• **Given problem**:
Write out every line of the data below as a JSON list of strings, one string per line, omitting blank lines and leaving out the pictures.

• **Excerpts from a segmentation dataset**:
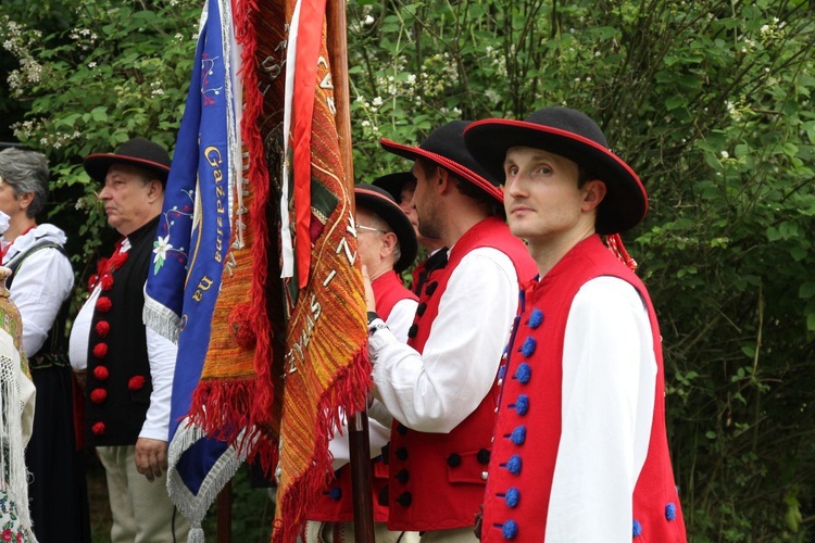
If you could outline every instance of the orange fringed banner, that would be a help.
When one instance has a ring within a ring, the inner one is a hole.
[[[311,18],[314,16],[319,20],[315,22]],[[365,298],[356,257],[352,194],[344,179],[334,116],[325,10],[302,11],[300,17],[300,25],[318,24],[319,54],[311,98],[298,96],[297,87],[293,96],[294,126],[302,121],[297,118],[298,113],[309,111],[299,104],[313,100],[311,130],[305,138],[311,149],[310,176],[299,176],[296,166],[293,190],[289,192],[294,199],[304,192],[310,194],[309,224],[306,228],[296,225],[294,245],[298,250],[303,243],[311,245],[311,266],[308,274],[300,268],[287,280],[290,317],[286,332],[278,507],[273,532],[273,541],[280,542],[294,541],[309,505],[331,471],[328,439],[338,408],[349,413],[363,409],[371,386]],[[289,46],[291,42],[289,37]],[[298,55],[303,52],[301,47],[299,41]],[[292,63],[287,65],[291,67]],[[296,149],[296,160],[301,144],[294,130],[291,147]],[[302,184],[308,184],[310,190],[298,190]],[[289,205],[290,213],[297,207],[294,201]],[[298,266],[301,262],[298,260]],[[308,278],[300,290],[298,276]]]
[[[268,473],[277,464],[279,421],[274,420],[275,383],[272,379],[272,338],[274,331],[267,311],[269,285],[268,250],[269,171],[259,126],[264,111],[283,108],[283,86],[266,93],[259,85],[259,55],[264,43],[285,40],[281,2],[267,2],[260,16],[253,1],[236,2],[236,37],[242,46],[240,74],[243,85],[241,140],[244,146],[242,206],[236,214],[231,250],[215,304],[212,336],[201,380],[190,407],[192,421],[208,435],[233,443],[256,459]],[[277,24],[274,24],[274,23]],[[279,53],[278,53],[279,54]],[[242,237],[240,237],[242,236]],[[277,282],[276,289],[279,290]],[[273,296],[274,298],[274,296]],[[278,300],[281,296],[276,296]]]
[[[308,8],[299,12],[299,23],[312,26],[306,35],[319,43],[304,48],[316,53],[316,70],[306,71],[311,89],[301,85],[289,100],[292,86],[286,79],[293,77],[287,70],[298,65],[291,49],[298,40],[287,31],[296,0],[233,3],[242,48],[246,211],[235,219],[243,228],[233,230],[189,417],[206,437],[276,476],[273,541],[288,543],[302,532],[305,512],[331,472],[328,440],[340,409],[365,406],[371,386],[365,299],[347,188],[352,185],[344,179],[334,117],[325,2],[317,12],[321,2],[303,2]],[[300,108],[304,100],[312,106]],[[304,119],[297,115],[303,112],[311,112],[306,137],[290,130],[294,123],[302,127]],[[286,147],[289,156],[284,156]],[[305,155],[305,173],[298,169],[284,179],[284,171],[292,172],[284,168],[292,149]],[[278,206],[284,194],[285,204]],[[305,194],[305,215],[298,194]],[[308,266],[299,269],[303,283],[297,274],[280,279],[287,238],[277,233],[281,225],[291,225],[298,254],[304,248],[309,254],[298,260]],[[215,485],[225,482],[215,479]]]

• **Solution to this exercise**:
[
  "If you could outline every instance of the orange fringed banner, that would be a help.",
  "When one instance has a ring within a ring, the inner one is a hole.",
  "[[[311,18],[314,16],[319,20],[315,22]],[[365,298],[356,257],[352,194],[344,179],[334,116],[325,10],[302,11],[300,17],[300,25],[318,24],[319,54],[311,98],[298,96],[297,87],[293,96],[294,126],[302,121],[297,118],[298,113],[309,111],[299,104],[313,100],[311,130],[305,138],[311,149],[310,176],[299,176],[296,166],[293,190],[289,192],[294,199],[304,192],[310,194],[309,224],[306,228],[296,225],[294,245],[298,250],[303,243],[311,245],[311,266],[308,274],[300,268],[287,280],[290,317],[286,332],[278,507],[273,532],[273,541],[280,542],[294,541],[309,505],[331,471],[328,439],[338,408],[349,413],[363,409],[371,386]],[[289,46],[291,42],[289,37]],[[298,55],[303,52],[301,47],[299,41]],[[292,63],[287,65],[291,67]],[[296,149],[296,160],[301,144],[294,130],[291,147]],[[302,184],[308,184],[310,190],[298,190]],[[289,205],[290,213],[297,207],[294,201]],[[298,266],[301,262],[298,260]],[[308,278],[300,290],[298,276]]]",
  "[[[268,473],[277,464],[279,421],[274,420],[275,383],[272,379],[272,338],[274,331],[267,311],[269,285],[268,250],[269,171],[259,126],[264,111],[283,108],[283,86],[266,93],[259,85],[259,55],[264,43],[285,40],[281,2],[267,2],[260,16],[253,1],[236,2],[236,37],[242,46],[240,74],[243,85],[241,140],[244,146],[242,206],[236,214],[231,250],[215,304],[212,336],[201,380],[190,407],[192,421],[208,435],[233,443],[256,459]],[[277,24],[274,24],[274,23]],[[279,53],[278,53],[279,54]],[[242,237],[240,237],[242,236]],[[277,282],[276,289],[279,290]],[[273,296],[274,298],[274,296]],[[278,300],[281,296],[276,296]]]",
  "[[[308,8],[299,12],[299,23],[312,26],[306,35],[319,43],[304,48],[316,53],[316,70],[306,71],[311,89],[301,85],[289,100],[292,86],[286,79],[293,77],[287,70],[298,65],[291,49],[298,40],[287,31],[296,0],[233,3],[242,48],[246,211],[235,219],[243,228],[233,230],[189,417],[206,437],[276,476],[273,541],[288,543],[302,532],[305,512],[331,472],[328,440],[340,409],[365,406],[371,386],[365,299],[347,188],[352,185],[344,179],[334,117],[325,2],[317,12],[321,2],[303,2]],[[300,108],[304,100],[312,106]],[[304,119],[297,115],[303,112],[311,112],[306,137],[290,130],[294,123],[302,127]],[[286,147],[289,156],[284,156]],[[305,155],[305,173],[298,169],[284,179],[284,171],[292,172],[284,168],[292,149]],[[278,206],[284,194],[285,204]],[[305,194],[305,215],[298,194]],[[308,266],[299,269],[303,283],[297,274],[280,279],[287,238],[277,233],[281,225],[291,225],[298,254],[304,248],[309,254],[298,260]],[[215,485],[225,482],[215,479]]]"
]